** START Records supplied **
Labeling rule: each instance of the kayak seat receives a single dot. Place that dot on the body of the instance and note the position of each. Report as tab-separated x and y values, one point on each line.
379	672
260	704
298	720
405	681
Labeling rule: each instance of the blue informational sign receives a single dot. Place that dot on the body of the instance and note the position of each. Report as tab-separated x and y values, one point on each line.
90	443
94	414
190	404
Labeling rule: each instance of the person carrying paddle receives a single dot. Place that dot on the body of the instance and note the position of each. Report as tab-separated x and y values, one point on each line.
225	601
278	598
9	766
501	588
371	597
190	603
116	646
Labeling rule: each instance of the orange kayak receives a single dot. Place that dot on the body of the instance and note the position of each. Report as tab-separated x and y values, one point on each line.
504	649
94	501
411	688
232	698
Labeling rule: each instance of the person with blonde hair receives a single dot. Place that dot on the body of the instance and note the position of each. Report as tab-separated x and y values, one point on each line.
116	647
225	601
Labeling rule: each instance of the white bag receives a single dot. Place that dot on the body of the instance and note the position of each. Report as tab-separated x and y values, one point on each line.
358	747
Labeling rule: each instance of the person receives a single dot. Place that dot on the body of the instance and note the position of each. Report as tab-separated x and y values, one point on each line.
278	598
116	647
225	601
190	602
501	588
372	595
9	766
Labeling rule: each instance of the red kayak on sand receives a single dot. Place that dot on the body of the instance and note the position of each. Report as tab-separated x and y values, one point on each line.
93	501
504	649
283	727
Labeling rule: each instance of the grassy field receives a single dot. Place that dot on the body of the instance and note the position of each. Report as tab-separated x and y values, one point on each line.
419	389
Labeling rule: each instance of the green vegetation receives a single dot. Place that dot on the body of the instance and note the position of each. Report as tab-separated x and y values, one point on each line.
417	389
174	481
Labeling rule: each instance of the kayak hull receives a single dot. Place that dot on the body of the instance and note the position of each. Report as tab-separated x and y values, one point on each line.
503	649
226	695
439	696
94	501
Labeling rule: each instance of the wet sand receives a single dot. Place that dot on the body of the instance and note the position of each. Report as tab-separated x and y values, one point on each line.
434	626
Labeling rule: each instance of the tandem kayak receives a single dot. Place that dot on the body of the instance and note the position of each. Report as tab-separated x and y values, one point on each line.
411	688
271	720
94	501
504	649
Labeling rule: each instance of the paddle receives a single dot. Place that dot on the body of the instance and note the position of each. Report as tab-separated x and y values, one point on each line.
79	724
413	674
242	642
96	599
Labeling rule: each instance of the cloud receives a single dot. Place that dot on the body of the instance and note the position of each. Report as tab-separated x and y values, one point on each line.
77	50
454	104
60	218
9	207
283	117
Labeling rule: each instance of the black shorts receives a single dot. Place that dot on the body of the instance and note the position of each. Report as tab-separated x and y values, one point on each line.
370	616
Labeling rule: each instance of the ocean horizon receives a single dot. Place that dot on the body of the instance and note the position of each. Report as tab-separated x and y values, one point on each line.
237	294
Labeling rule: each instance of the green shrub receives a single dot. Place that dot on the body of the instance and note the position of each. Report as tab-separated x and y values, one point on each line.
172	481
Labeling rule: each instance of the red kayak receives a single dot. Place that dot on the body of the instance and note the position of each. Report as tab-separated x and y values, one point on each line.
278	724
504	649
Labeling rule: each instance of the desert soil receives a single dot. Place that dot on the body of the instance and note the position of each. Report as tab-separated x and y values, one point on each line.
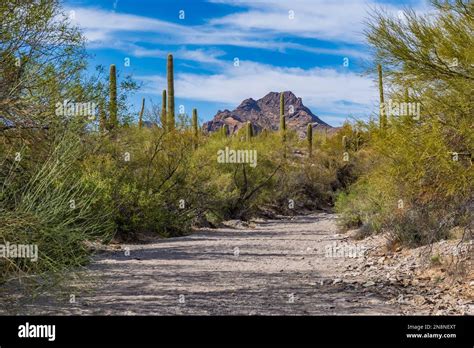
267	267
** END Records supplied **
Without the pictures, restate all of the entries above verbatim.

Labeling rule: each instance of the kayak seat receives a single dot. Place that dot on the body of the instance and note the position of each. Report as tab-separated x and y values, one point on each line.
379	672
260	704
298	720
405	681
Labeling rule: each instance of the blue informational sign receives a single dot. Place that dot on the body of the instance and note the position of each. Report as tab-separated x and y values, one point on each line.
90	443
94	414
190	404
Labeling rule: each instance of the person carrying paddle receives a single dot. Place that dot on the body of the instance and note the position of each. Report as tab-separated x and y values, one point on each line.
225	601
278	598
9	766
501	588
371	597
190	603
116	646
Labeling rule: each instance of the orange kayak receives a single dot. Place that dot on the body of the instance and note the position of each. Report as tab-separated x and y values, one point on each line.
504	649
94	501
411	688
232	698
Labeling rule: each instance of the person with blonde hair receives a single dot. Place that dot on the body of the instance and note the position of each. Report as tab-separated x and y values, one point on each line.
116	647
225	601
Labeling rule: each instance of the white bag receives a single dot. Place that dot on the body of the instance and note the position of each. Report as tab-separated x and y values, one point on each line.
358	747
Labeling rule: each instance of the person receives a single dot. Place that dot on the body of the instance and note the position of each. Report as tab-separated x and y values, one point on each line.
278	598
116	647
225	601
190	602
501	588
372	595
9	766
Labeling rule: each instance of the red kayak on sand receives a single dot. Place that dot on the body of the instance and note the position of each. Report as tab-separated x and y values, one point on each line.
93	501
504	649
283	727
Labeling rule: each instance of the grassy field receives a single dot. Place that dot on the body of the instance and note the position of each. Report as tab-separated x and y values, one point on each line.
419	389
Labeling rule: each instance of the green vegetation receives a single dot. Place that dot on the body of the instance and note the position of each. Report as tab-separated x and y values, one point on each line.
417	389
174	481
Labeling rule: each instance of the kayak hull receives a single dot. Place that dot on the body of the instance and note the position of each. Report as tab-separated x and y values, one point on each line.
503	649
226	695
439	696
94	501
Labeling rule: each instance of the wet sand receives a single dot. Place that dot on the body of the instance and note the position of each. Report as tab-separated x and y values, one point on each line.
434	626
Labeling rule: each instance of the tandem kayak receives a single dot. Place that dot on the body of the instance and note the position of each. Report as tab-separated x and y values, one point on each line.
411	688
271	720
94	501
504	649
Labeling rule: each instance of the paddle receives a single dot. Place that dot on the body of the instance and note the position of each. Report as tab-separated x and y values, one point on each line.
79	724
413	674
242	642
96	599
Labeling rule: each instance of the cloud receives a single dot. Place that dot on the body of the instance and note the position of each. Report as tab-separated x and y values, one point on each line.
77	50
454	104
60	218
9	207
283	117
Labeling rule: each instance of the black shorts receives a single dot. Place that dot on the body of the instance and note the position of each. Report as tab-separated x and y values, one point on each line.
370	616
Labeling rule: each instance of the ocean horizon receives a single dot. Place that dot on the body of the instance and note the position of each. Report as tab-separated x and y values, one point on each line.
237	294
Labeling rule: each instance of the green shrub receives a single dot. Place that dot on the body of the instance and note the position of each. Report as tab-separated x and y values, one point on each line.
172	481
Labeling rule: each instance of the red kayak receives a single dot. Place that dot on the body of the instance and note the position of each. Report as tab-separated x and y values, one point on each line.
278	724
504	649
Labeling rule: each instance of the desert soil receives a single dot. Place that dot on the body of the instance and note the position of each. Report as tab-separated x and y values, one point on each line.
267	267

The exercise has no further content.